DOCUMENT EXTRACT:
# # # # # # #
Franklin D. Roosevelt: My friends, I want to talk for a minutes with the people of the United States about banking….

FDR gave his first fireside chat eight days after he was inaugurated.

Sean Wilentz: He was able, in his fireside chats in particular, to give Americans a sense not only that the only thing they had to fear was fear itself, but that there was somebody in the White House who understood what they were up against and he was going to do something about it.

Princeton historian Sean Wilentz will be our guide through this short primer on trust and confidence in this country.

Wilentz: By the time we got out of World War II and when an entire generation or American men and women came back wanting what was called normalcy — things had been so abnormal for so long — so under those conditions and amid the economic boom of the 1950s and early 1960s, faith in the financial order, trust in the corporate structure was reinforced.

Still, for all that trust, people were plenty nervous. A Gallup poll in August of 1946 showed 60 percent of the country was expecting another Great Depression within the next 10 years. What they got instead was 20 years of unprecedented economic prosperity and then a decade of political turmoil.

Wilentz: Vietnam and Watergate combined managed to blow the center out of the American political system in both political parties and that level of mistrust generalizes out so that basically anybody in public life is not to be trusted.

With that as backdrop then, let’s skip right over Richard Nixon saying he’s not a crook and Jimmy Carter promising he’ll never lie to us and interest rates shooting up to the high teens by the middle of 1981 and cut right to the spring of last year and Ben Bernanke, the chairman of the Fed, trying to predict the future.

Ben Bernanke: The impact on the broader economy and financial markets of the problems in the subprime market seems likely to be contained.

“Contained,” he said. Sure, it was tricky for the Fed chairman to know exactly how the subprime crisis would play out, but we all trusted him. Investors sure did. The Dow hit its record six months after he gave that testimony.
# # # # # # #
GIVEN DATA:
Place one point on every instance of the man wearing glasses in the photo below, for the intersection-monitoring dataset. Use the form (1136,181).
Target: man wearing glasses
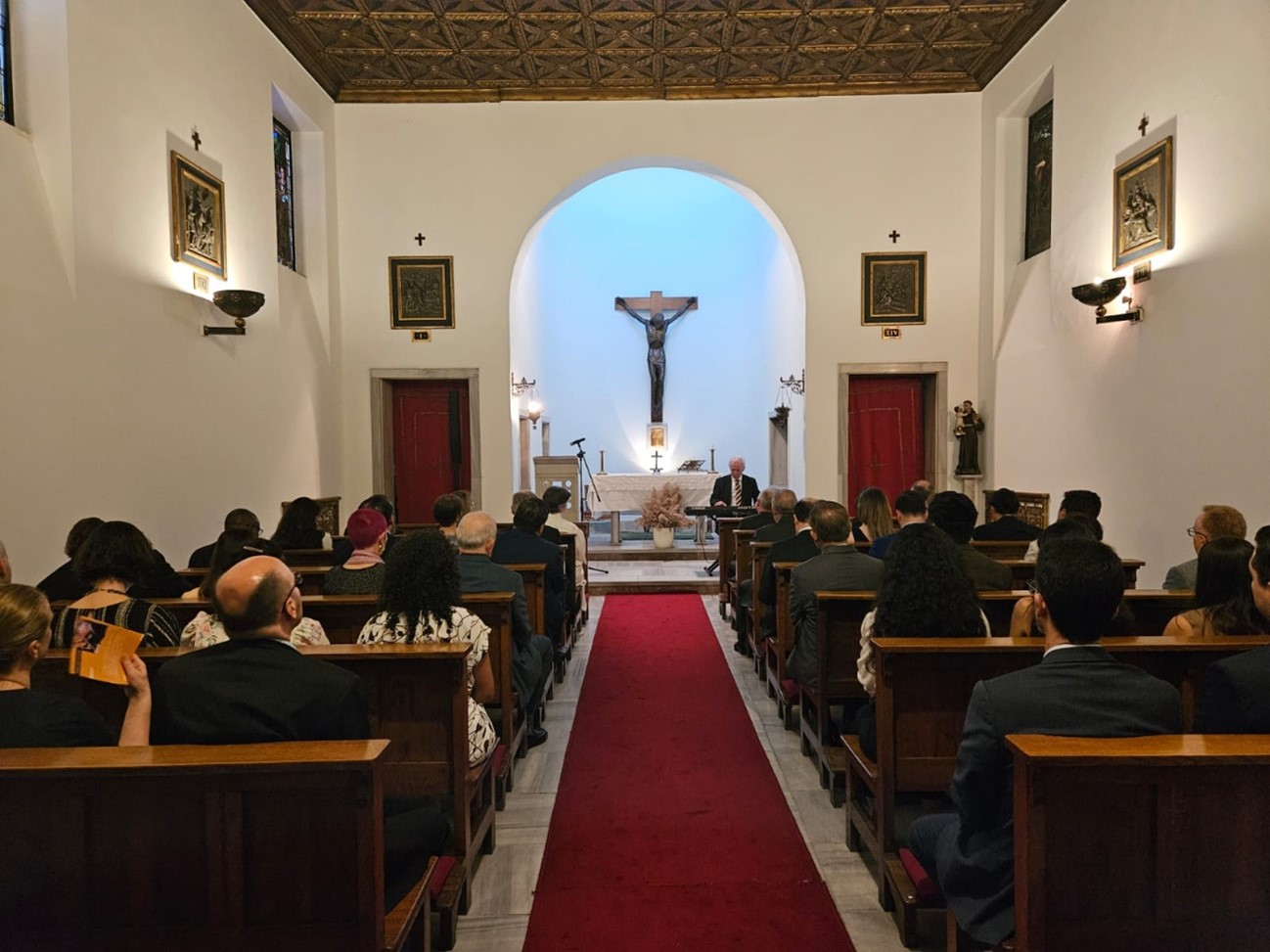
# # # # # # #
REQUEST: From the transcript on trust and confidence above, retype everything from "With that as" down to "gave that testimony.".

TASK SOLUTION:
With that as backdrop then, let’s skip right over Richard Nixon saying he’s not a crook and Jimmy Carter promising he’ll never lie to us and interest rates shooting up to the high teens by the middle of 1981 and cut right to the spring of last year and Ben Bernanke, the chairman of the Fed, trying to predict the future.

Ben Bernanke: The impact on the broader economy and financial markets of the problems in the subprime market seems likely to be contained.

“Contained,” he said. Sure, it was tricky for the Fed chairman to know exactly how the subprime crisis would play out, but we all trusted him. Investors sure did. The Dow hit its record six months after he gave that testimony.